Referring expression pointing data
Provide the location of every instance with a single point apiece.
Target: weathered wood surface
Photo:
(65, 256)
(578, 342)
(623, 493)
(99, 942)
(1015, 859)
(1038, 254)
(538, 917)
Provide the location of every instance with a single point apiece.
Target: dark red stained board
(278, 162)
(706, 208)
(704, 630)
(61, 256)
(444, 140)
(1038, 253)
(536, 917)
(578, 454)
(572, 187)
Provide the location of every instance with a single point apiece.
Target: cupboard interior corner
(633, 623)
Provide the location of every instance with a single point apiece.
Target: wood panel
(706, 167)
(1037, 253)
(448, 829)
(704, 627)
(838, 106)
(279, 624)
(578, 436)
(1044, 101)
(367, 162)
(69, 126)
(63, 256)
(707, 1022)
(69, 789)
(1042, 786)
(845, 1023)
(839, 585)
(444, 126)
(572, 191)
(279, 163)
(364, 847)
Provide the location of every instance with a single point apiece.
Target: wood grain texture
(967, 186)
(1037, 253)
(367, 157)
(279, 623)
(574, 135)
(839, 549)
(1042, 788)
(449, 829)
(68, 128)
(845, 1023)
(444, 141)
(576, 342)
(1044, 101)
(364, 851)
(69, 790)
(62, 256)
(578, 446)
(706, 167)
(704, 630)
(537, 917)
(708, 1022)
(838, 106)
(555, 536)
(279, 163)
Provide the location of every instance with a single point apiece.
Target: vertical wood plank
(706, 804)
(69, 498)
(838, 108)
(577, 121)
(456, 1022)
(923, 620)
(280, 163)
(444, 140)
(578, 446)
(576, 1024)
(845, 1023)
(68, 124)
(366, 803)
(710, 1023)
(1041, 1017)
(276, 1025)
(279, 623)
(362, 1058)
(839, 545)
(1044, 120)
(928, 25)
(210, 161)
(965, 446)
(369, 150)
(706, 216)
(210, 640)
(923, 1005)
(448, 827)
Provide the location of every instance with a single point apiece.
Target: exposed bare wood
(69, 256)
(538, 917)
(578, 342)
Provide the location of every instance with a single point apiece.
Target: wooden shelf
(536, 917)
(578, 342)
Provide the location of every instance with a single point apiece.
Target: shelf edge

Task instructions: All of the data above needs to be set down again exactly. Include every line.

Response to the exercise:
Provide the location of every instance with a single point apiece.
Target: weathered wood surface
Photo:
(65, 256)
(578, 342)
(623, 493)
(99, 942)
(1015, 859)
(1038, 254)
(538, 917)
Provide the location of every instance with a single point apiece.
Target: dark red stained board
(278, 162)
(706, 208)
(704, 630)
(61, 256)
(444, 140)
(1038, 253)
(536, 917)
(578, 454)
(572, 187)
Provide the location of every instance with a single point apiece.
Target: cupboard interior corner
(633, 623)
Provide the location of every instance with a single point apiece.
Target: wood panel
(706, 167)
(1037, 253)
(448, 829)
(704, 627)
(838, 106)
(279, 624)
(578, 436)
(1044, 101)
(367, 162)
(69, 126)
(63, 256)
(707, 1022)
(69, 789)
(1042, 786)
(845, 1023)
(839, 585)
(444, 126)
(572, 191)
(279, 163)
(364, 847)
Provide the location of every instance with a single point apiece.
Target: wood grain texture
(967, 186)
(1037, 253)
(367, 157)
(279, 623)
(574, 135)
(839, 549)
(1042, 788)
(449, 829)
(68, 128)
(845, 1023)
(444, 141)
(576, 342)
(1044, 101)
(364, 851)
(69, 790)
(62, 256)
(578, 446)
(706, 167)
(704, 630)
(537, 917)
(708, 1022)
(838, 106)
(555, 536)
(279, 163)
Provide the location of every instance with a single point apiece.
Target: vertical wood plank
(706, 804)
(69, 498)
(838, 108)
(577, 121)
(456, 1022)
(923, 620)
(280, 163)
(444, 140)
(578, 446)
(576, 1024)
(845, 1023)
(68, 124)
(366, 803)
(710, 1023)
(1041, 1017)
(276, 1025)
(279, 623)
(362, 1058)
(839, 545)
(1044, 120)
(928, 25)
(210, 161)
(965, 446)
(369, 150)
(706, 216)
(210, 640)
(923, 1005)
(448, 827)
Provide the location of every instance with a single point apiece.
Target: exposed bare wood
(69, 256)
(538, 917)
(578, 342)
Provide the location of every instance with a single point apiece.
Target: wooden shelf
(536, 917)
(578, 342)
Provide the location of every instance with a single point apiece.
Target: shelf edge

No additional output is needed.